*PAGE TEXT:*
==*==
Patent Reform Is Here! O Joy!
Of course, the best patent reform would be abolition. But incremental reform would be welcome too–as long as it’s significant, and unambiguously positive. I’ve outlined some ways there could be significant improvement in How to Improve Patent, Copyright, and Trademark Law. These include reducing the scope of patents, reducing the term of patent and copyright, providing for active (instead of automatic) registration of copyright, clarifying and beefing up the fair use defense for copyright, getting rid of injunctions in patent law, and so on. These would be real changes. Of course, that’s why they would be opposed, and why all the changes that are proposed are so trivial.
Legislation is modified regularly, so it’s not surprise when patent law is adjusted. Or when IP advocates of various stripes pretend like a given reform is “revolutionary” or “substantial.” It never is. As I noted in “Radical Patent Reform Is Not on the Way,” in response to a recent legislative proposal to “reform” patent law, one patent attorney hyperbolically claims:
The U.S. has the best patent system in the world. What I’m afraid of is that they are about to throw the baby out with the bathwater.… The new rules are radical. The new legislation is radical. They will cause fewer patents to be issued.
But this is ridiculous. As I noted in that article,
[T]he truth is that none of the developments [proposed] are really that dramatic. Patent law is always evolving due to court decisions, new rules issued by the PTO, and new legislation from Congress.
… [S]ince the inception of modern US patent law in 1790, the field has been continually in flux. … Indeed, frequent and arbitrary change in the law, and the uncertainty that this breeds, is common in state-run, legislation-dominated legal systems. The fact that state law changes is not new.
==*==
Entries from a dataset:
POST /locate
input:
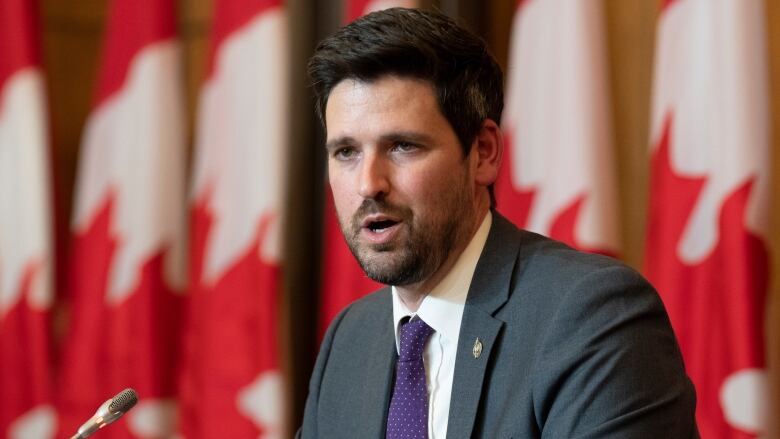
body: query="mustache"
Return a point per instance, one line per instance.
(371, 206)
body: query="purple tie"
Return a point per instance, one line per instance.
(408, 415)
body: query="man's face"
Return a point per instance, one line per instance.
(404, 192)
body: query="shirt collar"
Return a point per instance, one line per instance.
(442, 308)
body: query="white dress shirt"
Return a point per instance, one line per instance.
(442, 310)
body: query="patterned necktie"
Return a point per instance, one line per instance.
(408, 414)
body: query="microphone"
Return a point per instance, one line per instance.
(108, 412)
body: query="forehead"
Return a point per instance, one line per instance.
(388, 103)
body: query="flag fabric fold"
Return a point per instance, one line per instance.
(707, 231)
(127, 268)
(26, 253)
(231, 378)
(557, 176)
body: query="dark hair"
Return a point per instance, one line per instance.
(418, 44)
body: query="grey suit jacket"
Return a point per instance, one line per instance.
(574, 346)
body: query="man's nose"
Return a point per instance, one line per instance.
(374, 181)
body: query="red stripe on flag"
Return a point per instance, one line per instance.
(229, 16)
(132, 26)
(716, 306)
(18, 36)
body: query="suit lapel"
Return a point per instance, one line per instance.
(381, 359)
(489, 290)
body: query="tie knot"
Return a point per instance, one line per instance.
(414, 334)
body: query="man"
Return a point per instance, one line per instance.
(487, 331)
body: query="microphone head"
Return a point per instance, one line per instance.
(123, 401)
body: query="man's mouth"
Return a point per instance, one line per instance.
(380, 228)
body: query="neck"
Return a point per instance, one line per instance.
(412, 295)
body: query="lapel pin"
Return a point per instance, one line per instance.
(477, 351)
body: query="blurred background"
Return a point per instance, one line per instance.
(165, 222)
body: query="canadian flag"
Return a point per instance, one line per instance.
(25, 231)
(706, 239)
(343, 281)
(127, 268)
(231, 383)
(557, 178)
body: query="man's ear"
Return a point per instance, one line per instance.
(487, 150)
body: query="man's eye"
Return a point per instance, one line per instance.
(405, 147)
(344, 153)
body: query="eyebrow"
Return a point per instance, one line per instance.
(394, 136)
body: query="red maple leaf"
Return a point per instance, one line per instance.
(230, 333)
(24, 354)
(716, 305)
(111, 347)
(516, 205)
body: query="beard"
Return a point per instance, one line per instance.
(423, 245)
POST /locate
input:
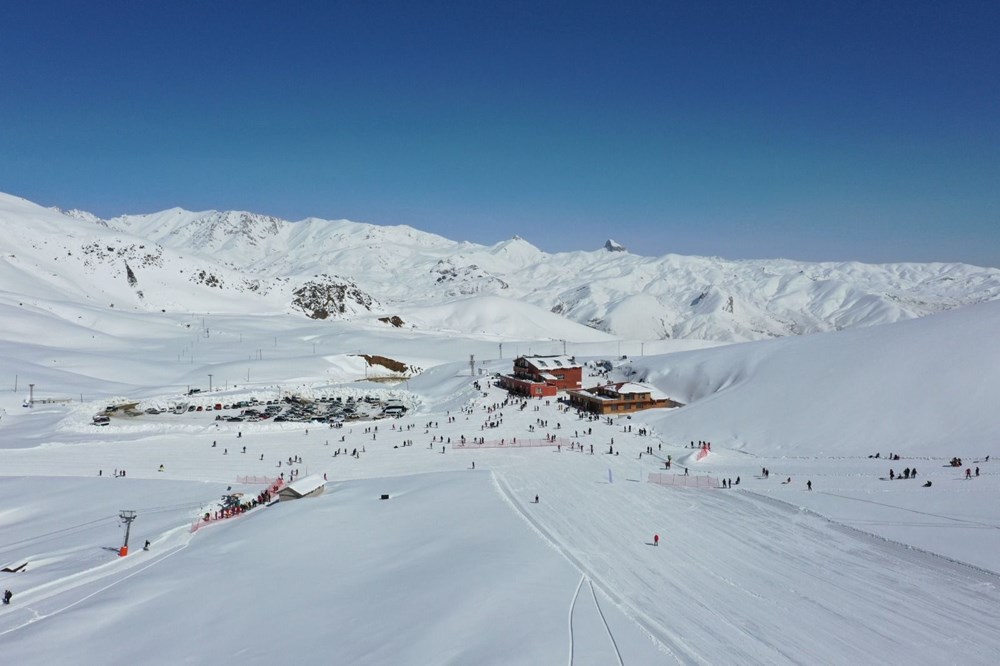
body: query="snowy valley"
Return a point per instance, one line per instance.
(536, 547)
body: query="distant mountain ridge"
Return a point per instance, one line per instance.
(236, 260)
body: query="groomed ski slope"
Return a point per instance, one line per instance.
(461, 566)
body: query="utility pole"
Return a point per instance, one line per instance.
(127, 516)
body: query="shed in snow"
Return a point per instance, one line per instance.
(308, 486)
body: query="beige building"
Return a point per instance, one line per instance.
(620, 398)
==*==
*TO-DO LIST:*
A: List every change to patent, copyright, or trademark law that the patent reform text names as a way to achieve significant improvement.
B: Answer these from the patent reform text:
(i) What does the text call the best patent reform?
(ii) According to the quoted patent attorney, what will the new rules and legislation cause?
(iii) In what year does the text place the inception of modern US patent law?

*LIST OF SOLUTIONS:*
A:
- Reducing the scope of patents
- Reducing the term of patent and copyright
- Providing for active (instead of automatic) registration of copyright
- Clarifying and beefing up the fair use defense for copyright
- Getting rid of injunctions in patent law

B:
(i) Abolition
(ii) Fewer patents to be issued
(iii) 1790